Even though the original IP addressing scheme was relatively simple, it has become complex over time as changes have been made to it to allow it to deal with various addressing requirements. The more advanced styles of IP addressing, such as subnetting and classless addressing, are the ones used most in modern networks. However, they can be a bit confusing to understand. To help make sense of them we must start at the beginning with a discussion of the fundamentals of IP addressing.

In this section I begin our larger exploration of IP addressing by explaining the key concepts and issues behind it. I begin with an overview of IP addressing and discussion of what it is all about in general terms. I describe the size of IP addresses, the concept of its “address space” and the notation usually used for IP addresses. I provide basic information on the structure of an IP address and how it is divided into a network identifier and host identifier. I then describe the different types of IP addresses and the additional information such as a subnet mask and default gateway that often accompanies an IP address on larger networks. I provide a brief description of how multiple addresses are sometimes assigned to single devices and why. I conclude with a description of the process by which public IP addresses are registered and managed, and the organizations that do this work for the global Internet.

Dataset =
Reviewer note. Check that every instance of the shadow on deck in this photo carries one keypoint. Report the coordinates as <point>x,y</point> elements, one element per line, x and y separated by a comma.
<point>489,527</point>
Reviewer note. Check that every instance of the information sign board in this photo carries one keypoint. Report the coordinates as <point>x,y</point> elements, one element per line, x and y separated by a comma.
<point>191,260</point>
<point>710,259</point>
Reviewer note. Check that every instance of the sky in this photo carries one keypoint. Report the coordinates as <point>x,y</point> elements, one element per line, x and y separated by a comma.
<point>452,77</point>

Direction A = In the IP addressing excerpt, the sentence that starts "I describe the size" names several aspects of IP addresses. List each of them.
Direction B = Continue the IP addressing excerpt from its last sentence.

Answer A =
- The size of IP addresses
- The concept of its "address space"
- The notation usually used for IP addresses

Answer B =
Background Information: If you are not familiar with at least the basics of how binary numbers work, and also with how to convert between binary and decimal numbers, I'd recommend reading the background section on data representation and the mathematics of computing before you proceed here. You can probably get by in this particular section without that knowledge, but you'll need it anyway when we proceed to subnetting, so you might as well get familiar now.


Note: Remember that most operating systems have a calculator program that incorporates scientific functions, including conversions between binary, decimal and hexadecimal numbers.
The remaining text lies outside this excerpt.